| What this task involves |
What lines below include the string "white"? Pick them out and copy them.

| Supplied records |
========================
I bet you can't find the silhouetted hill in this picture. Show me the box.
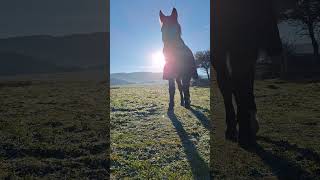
[0,32,108,76]
[110,72,164,85]
[0,52,81,75]
[110,78,133,86]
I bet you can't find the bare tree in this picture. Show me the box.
[195,50,210,80]
[281,0,320,58]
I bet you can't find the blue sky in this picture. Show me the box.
[110,0,210,73]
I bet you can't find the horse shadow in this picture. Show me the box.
[167,111,210,179]
[253,136,320,179]
[189,105,211,131]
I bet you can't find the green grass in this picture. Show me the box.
[0,80,109,179]
[210,79,320,179]
[110,85,210,179]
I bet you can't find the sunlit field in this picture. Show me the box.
[110,85,210,179]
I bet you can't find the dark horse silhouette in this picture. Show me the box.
[211,0,283,148]
[159,8,198,111]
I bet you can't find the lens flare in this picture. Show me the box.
[151,51,165,71]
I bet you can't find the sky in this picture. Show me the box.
[0,0,108,38]
[0,0,313,73]
[110,0,210,73]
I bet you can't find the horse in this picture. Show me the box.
[159,8,198,111]
[211,0,284,148]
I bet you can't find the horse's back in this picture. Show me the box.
[212,0,282,56]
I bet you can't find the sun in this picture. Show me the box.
[151,50,166,71]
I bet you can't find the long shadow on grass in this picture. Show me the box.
[258,136,320,164]
[167,111,210,179]
[190,105,210,113]
[189,106,211,131]
[253,136,317,179]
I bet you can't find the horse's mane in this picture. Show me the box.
[175,23,182,37]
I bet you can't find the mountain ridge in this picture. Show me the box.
[0,32,109,76]
[110,72,165,85]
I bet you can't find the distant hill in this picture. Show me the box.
[110,72,165,85]
[0,52,80,76]
[0,32,109,76]
[110,78,133,86]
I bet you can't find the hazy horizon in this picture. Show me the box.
[0,31,109,39]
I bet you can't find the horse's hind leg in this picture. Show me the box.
[182,75,191,109]
[215,54,237,141]
[231,51,259,147]
[168,79,175,111]
[176,78,184,106]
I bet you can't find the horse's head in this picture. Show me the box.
[159,8,181,44]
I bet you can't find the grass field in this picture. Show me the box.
[1,77,319,179]
[110,85,210,179]
[211,79,320,179]
[0,80,109,179]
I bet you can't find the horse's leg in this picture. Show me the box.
[215,53,237,141]
[176,78,184,106]
[182,75,191,109]
[231,51,258,147]
[168,79,175,111]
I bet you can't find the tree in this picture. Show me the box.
[281,0,320,59]
[195,50,210,80]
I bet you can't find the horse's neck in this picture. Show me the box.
[164,37,185,50]
[163,38,188,62]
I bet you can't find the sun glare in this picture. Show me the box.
[151,51,166,71]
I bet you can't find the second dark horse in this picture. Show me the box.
[159,8,198,111]
[212,0,283,148]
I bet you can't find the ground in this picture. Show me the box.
[210,79,320,179]
[0,80,109,179]
[110,85,210,179]
[1,78,319,179]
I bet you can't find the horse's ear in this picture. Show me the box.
[171,8,178,20]
[159,10,165,22]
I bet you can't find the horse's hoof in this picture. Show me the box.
[238,128,257,151]
[238,136,257,151]
[184,104,191,109]
[238,141,257,152]
[225,130,238,142]
[184,100,190,109]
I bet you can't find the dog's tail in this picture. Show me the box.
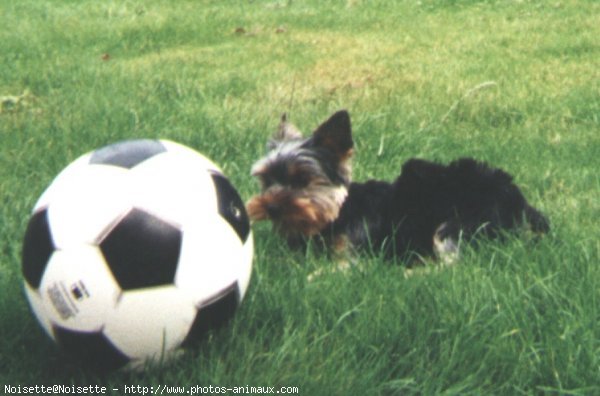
[524,205,550,234]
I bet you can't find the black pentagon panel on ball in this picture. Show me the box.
[181,283,241,347]
[53,326,130,371]
[210,172,250,243]
[22,209,55,289]
[100,208,182,290]
[89,139,166,169]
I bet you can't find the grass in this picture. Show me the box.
[1,0,599,394]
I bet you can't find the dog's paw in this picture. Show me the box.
[433,222,460,266]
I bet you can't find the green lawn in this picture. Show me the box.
[1,0,599,394]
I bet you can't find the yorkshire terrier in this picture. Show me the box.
[246,110,549,265]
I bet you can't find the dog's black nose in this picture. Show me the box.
[265,202,281,219]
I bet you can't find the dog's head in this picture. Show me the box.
[246,110,354,238]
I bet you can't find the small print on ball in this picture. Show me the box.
[21,139,253,371]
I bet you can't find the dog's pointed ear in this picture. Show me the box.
[268,113,303,149]
[311,110,354,159]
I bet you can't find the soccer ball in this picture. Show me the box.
[21,139,253,371]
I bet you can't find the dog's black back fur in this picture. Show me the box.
[328,157,549,259]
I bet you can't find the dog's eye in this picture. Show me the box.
[261,176,274,189]
[289,173,309,188]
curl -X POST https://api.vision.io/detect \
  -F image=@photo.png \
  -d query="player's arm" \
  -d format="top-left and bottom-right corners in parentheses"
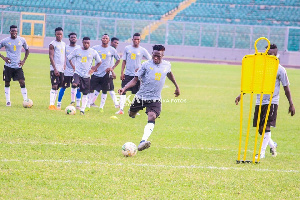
top-left (120, 60), bottom-right (126, 80)
top-left (283, 85), bottom-right (295, 116)
top-left (0, 53), bottom-right (11, 64)
top-left (49, 44), bottom-right (59, 76)
top-left (19, 48), bottom-right (29, 67)
top-left (167, 72), bottom-right (180, 97)
top-left (90, 53), bottom-right (102, 74)
top-left (67, 50), bottom-right (76, 71)
top-left (112, 59), bottom-right (120, 70)
top-left (118, 76), bottom-right (138, 95)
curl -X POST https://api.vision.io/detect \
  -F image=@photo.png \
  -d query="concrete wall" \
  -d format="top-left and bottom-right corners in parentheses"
top-left (1, 34), bottom-right (299, 67)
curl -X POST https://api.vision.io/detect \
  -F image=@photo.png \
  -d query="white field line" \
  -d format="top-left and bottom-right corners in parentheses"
top-left (0, 159), bottom-right (299, 173)
top-left (2, 141), bottom-right (300, 155)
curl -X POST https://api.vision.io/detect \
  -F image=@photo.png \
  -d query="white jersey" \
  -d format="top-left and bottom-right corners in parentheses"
top-left (67, 47), bottom-right (101, 78)
top-left (122, 45), bottom-right (151, 76)
top-left (49, 40), bottom-right (66, 73)
top-left (65, 44), bottom-right (80, 76)
top-left (0, 36), bottom-right (29, 69)
top-left (256, 64), bottom-right (290, 105)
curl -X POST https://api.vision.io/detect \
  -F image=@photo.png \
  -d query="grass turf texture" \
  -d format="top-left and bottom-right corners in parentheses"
top-left (0, 53), bottom-right (299, 199)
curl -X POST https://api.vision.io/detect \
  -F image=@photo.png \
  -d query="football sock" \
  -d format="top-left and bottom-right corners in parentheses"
top-left (91, 90), bottom-right (100, 104)
top-left (120, 95), bottom-right (126, 110)
top-left (109, 91), bottom-right (118, 106)
top-left (58, 88), bottom-right (66, 103)
top-left (142, 121), bottom-right (155, 141)
top-left (71, 88), bottom-right (77, 102)
top-left (5, 87), bottom-right (10, 103)
top-left (268, 133), bottom-right (275, 148)
top-left (261, 131), bottom-right (271, 155)
top-left (81, 95), bottom-right (88, 112)
top-left (76, 88), bottom-right (81, 99)
top-left (100, 94), bottom-right (107, 109)
top-left (50, 89), bottom-right (56, 105)
top-left (21, 88), bottom-right (27, 101)
top-left (76, 98), bottom-right (81, 107)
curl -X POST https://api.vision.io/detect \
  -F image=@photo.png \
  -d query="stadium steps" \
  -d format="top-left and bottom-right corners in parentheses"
top-left (139, 0), bottom-right (196, 41)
========================
| Result of this exercise |
  -d query="white field line" \
  -d query="white jersey" \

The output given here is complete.